▶ _Given problem_: Render every line of the records below as a Markdown table with two columns, "Row" (its number in sequence) and "Line" (its text), skipping blank lines. Leave the pictures out of the table.

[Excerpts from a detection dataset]
════

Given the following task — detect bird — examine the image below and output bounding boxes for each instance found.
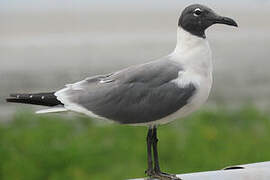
[6,4,238,180]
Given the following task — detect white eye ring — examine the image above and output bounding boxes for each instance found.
[193,8,202,17]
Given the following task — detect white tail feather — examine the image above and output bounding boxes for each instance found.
[36,107,68,114]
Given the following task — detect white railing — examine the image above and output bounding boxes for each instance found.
[133,161,270,180]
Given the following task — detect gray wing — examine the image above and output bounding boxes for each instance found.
[56,59,196,124]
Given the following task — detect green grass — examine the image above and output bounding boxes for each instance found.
[0,107,270,180]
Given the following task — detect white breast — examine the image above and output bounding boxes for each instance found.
[143,29,212,125]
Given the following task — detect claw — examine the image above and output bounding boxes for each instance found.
[145,170,181,180]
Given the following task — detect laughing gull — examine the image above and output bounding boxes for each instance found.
[7,4,237,180]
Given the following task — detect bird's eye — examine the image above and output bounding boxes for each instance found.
[193,8,202,16]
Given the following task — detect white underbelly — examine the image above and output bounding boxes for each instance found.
[139,76,212,126]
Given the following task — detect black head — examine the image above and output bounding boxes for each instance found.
[178,4,237,38]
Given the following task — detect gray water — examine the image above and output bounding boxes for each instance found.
[0,4,270,115]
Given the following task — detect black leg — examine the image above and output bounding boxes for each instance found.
[153,127,160,172]
[145,127,154,176]
[147,126,180,180]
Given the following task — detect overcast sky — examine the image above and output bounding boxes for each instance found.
[0,0,270,11]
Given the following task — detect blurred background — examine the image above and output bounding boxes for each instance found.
[0,0,270,179]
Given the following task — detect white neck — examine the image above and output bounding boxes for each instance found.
[171,27,212,74]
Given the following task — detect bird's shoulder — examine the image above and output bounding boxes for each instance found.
[98,56,183,85]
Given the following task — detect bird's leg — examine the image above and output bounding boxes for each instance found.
[151,127,180,180]
[145,127,154,177]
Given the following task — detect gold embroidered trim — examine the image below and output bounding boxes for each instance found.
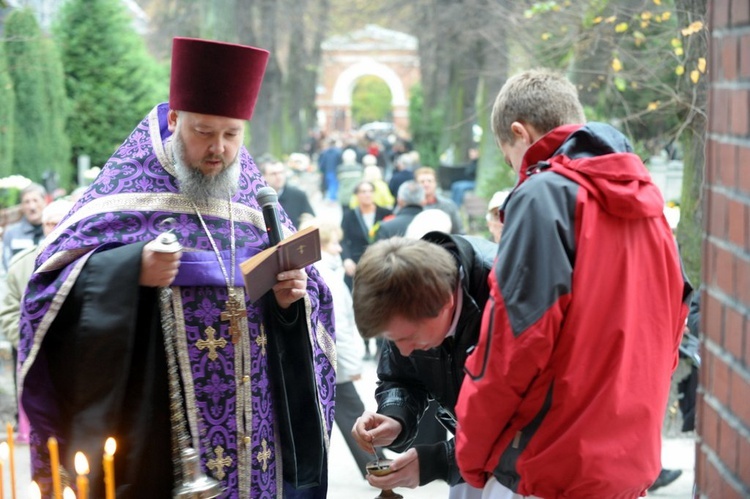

════

▶ _The output_:
| Row | Line |
|---|---|
| 1 | Given the following task — detect bird — examine the image below and output bounding boxes for each instance found. |
| 2 | [6,4,238,180] |
| 3 | Given the following task — detect white eye ring — examine the image above and output bounding boxes for each instance found. |
| 4 | [193,8,202,17] |
| 5 | Given the following task — detect white tail feather — examine the image above and output bounding boxes for each instance found. |
| 6 | [36,107,68,114] |
| 7 | Given the following task — detect white railing — examine the image above and output bounding boxes for each instance found. |
| 8 | [133,161,270,180] |
| 9 | Given the following task — detect gray wing — examine the image above and output bounding boxes for each instance found. |
| 10 | [56,59,196,124] |
| 11 | Given the following task — detect green grass — examine the image above and output bounding boxes for each instance found. |
| 12 | [0,107,270,180] |
| 13 | Given the following task — detect white breast — examine the image above and output bounding boxes for each instance found. |
| 14 | [143,29,212,125] |
| 15 | Given the following task — detect claw — examine the image above and output bounding boxes for each instance found. |
| 16 | [145,170,181,180] |
| 17 | Given the following task — detect laughing gull — examine the image above and output bounding boxes for each instance found. |
| 18 | [7,4,237,180] |
| 19 | Given the following task — detect bird's eye — examine the image above and output bounding boxes for each instance found. |
| 20 | [193,8,202,16] |
| 21 | Given the following task — detect white underbelly — examine the image above and output bounding boxes for each instance found. |
| 22 | [139,76,212,126] |
| 23 | Given the following task — detect black head — examine the image above and output bounding boxes for each instance found. |
| 24 | [178,4,237,38] |
| 25 | Given the following task — detect gray water — examine the image above and output bounding boxes for each instance found. |
| 26 | [0,4,270,115] |
| 27 | Given the following task — detect black leg — examine the image above and output bounding boxes for each instance found. |
| 28 | [153,127,160,172] |
| 29 | [145,127,154,176] |
| 30 | [147,126,180,180] |
| 31 | Given the following task — detect overcast sky — examine the image above and output bounding boxes for each instance found. |
| 32 | [0,0,270,11] |
| 33 | Given the following task — detect blurred background — examine the image above and output bounding boxes for each instance found. |
| 34 | [0,0,270,179] |
| 35 | Given the following task — detect white neck — examine the image above and output bounding boxes for each instance found. |
| 36 | [171,27,212,74] |
| 37 | Given the following task — detect bird's shoulder — examine the image above and output bounding boxes for each instance found. |
| 38 | [98,56,183,85] |
| 39 | Given the following task — detect bird's leg — examine the image above and output bounding boxes for each instance found. |
| 40 | [151,127,180,180] |
| 41 | [145,127,154,177] |
| 42 | Given the following task — detect gold embroidered trim — examine the image below and output bounding boxes for each instance found. |